Count the lines in the records below that contain the string "dark", treating uppercase and lowercase letters as distinct, and reply with that number alone.

[start Data records]

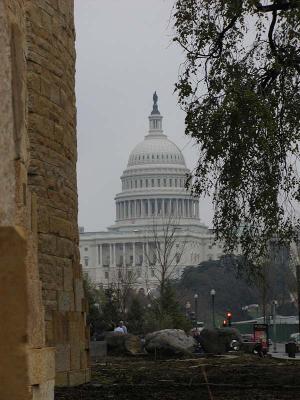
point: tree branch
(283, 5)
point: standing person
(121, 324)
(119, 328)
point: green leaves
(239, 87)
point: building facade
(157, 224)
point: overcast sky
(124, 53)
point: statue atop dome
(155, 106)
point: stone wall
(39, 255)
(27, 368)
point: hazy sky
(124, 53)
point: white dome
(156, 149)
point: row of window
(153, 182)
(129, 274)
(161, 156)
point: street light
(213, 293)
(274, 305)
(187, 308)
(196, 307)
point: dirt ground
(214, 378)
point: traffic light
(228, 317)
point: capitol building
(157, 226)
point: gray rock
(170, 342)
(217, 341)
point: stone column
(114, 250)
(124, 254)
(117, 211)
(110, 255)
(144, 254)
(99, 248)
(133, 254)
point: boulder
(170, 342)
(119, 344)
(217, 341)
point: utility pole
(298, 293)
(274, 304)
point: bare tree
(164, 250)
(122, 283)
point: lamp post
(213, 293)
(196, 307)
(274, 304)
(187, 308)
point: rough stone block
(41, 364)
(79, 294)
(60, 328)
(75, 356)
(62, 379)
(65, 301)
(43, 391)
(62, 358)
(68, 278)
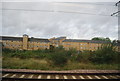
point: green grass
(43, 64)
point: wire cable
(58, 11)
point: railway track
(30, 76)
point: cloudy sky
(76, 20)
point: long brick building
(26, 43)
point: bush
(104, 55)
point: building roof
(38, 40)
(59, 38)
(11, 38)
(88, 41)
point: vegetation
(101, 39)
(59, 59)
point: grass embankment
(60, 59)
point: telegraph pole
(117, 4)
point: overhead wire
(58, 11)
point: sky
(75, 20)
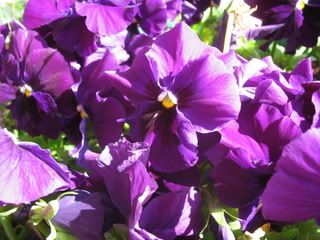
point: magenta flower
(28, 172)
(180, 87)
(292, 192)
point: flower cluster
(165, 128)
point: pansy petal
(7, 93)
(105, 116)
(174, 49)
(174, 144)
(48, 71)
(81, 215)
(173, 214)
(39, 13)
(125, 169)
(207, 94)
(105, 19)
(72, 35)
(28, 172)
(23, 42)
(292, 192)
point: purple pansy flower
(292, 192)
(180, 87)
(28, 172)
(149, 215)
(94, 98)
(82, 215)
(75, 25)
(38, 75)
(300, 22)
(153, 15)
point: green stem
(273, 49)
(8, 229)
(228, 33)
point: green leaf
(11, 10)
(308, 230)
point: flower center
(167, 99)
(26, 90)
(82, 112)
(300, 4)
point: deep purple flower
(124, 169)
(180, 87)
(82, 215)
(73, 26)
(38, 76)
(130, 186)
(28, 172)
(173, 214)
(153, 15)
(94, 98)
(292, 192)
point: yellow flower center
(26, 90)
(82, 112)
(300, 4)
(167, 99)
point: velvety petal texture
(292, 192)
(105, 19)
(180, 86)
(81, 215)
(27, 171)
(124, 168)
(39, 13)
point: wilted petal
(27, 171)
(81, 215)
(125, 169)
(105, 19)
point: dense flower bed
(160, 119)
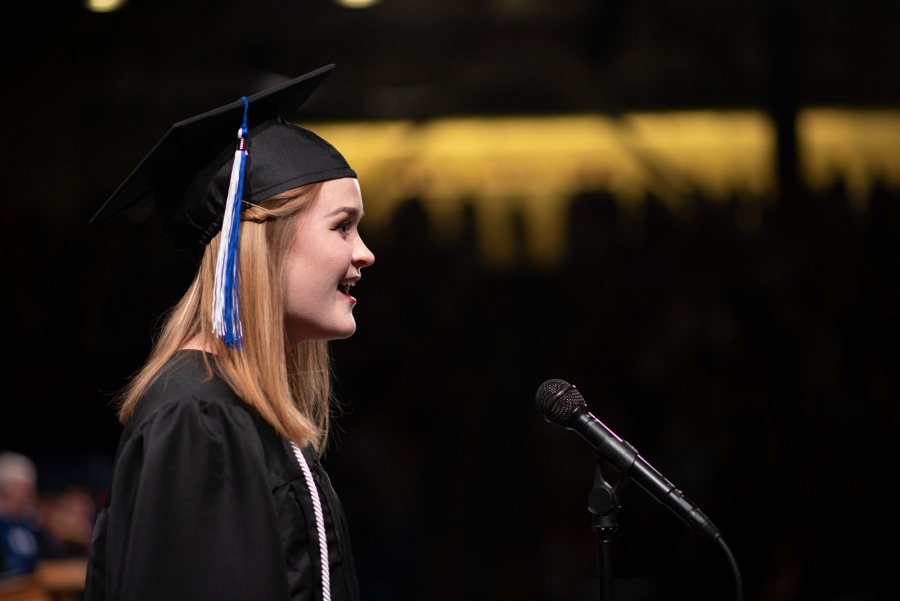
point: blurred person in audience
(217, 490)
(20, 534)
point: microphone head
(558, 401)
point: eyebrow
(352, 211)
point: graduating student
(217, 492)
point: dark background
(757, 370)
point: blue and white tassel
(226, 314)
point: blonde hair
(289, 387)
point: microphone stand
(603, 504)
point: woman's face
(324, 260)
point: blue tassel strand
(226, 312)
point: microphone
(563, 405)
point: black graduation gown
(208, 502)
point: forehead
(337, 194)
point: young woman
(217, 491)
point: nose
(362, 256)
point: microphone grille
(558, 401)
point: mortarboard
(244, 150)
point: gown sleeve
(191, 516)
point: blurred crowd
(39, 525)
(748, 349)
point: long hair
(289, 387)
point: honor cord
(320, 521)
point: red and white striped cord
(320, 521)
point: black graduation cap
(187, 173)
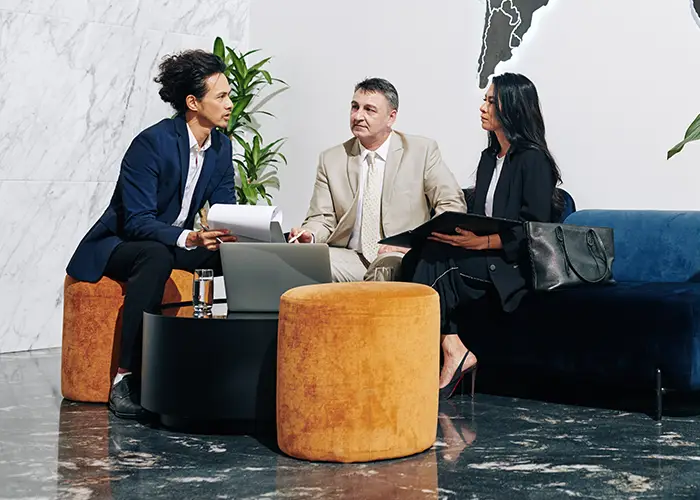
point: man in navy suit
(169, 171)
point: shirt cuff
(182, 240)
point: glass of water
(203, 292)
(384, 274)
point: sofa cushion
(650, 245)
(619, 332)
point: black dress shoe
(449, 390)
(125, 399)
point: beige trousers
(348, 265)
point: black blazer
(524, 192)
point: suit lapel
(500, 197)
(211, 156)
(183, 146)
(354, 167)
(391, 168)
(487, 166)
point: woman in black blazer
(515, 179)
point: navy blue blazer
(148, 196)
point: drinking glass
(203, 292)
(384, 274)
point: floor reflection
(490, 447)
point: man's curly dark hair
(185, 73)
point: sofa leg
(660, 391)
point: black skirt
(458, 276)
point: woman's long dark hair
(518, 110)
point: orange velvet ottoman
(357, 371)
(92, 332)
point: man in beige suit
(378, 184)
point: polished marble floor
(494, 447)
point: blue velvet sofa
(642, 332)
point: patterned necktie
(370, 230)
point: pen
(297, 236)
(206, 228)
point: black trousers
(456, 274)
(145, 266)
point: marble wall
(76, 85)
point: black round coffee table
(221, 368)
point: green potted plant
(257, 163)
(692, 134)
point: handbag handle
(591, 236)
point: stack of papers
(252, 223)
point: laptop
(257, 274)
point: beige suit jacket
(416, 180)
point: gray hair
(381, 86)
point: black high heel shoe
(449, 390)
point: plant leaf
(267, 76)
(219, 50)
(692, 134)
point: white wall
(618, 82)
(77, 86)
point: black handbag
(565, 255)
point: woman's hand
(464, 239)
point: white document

[end Data records]
[start Data records]

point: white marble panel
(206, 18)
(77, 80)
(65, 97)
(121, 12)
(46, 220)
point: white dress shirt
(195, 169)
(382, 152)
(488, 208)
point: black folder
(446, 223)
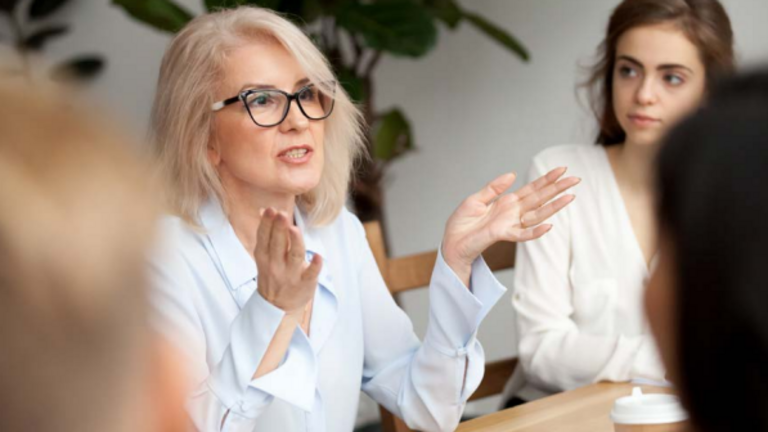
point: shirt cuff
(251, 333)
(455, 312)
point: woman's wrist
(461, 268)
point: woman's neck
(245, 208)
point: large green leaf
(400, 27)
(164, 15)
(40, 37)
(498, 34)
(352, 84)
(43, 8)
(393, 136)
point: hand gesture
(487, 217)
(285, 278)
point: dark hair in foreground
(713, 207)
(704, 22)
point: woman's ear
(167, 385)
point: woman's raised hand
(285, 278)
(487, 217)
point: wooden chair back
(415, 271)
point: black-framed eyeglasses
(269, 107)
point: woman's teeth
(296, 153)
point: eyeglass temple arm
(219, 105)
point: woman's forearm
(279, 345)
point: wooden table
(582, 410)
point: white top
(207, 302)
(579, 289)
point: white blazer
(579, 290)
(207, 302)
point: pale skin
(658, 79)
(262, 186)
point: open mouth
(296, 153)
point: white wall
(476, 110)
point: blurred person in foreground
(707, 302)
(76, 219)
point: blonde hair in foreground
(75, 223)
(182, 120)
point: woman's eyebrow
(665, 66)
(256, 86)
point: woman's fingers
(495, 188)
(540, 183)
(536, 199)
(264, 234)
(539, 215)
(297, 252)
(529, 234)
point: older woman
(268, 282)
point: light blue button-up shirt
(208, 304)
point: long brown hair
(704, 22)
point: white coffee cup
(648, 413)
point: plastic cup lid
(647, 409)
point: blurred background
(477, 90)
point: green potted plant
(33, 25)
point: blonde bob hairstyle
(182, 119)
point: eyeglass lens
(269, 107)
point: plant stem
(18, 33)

[end Data records]

→ Right answer:
4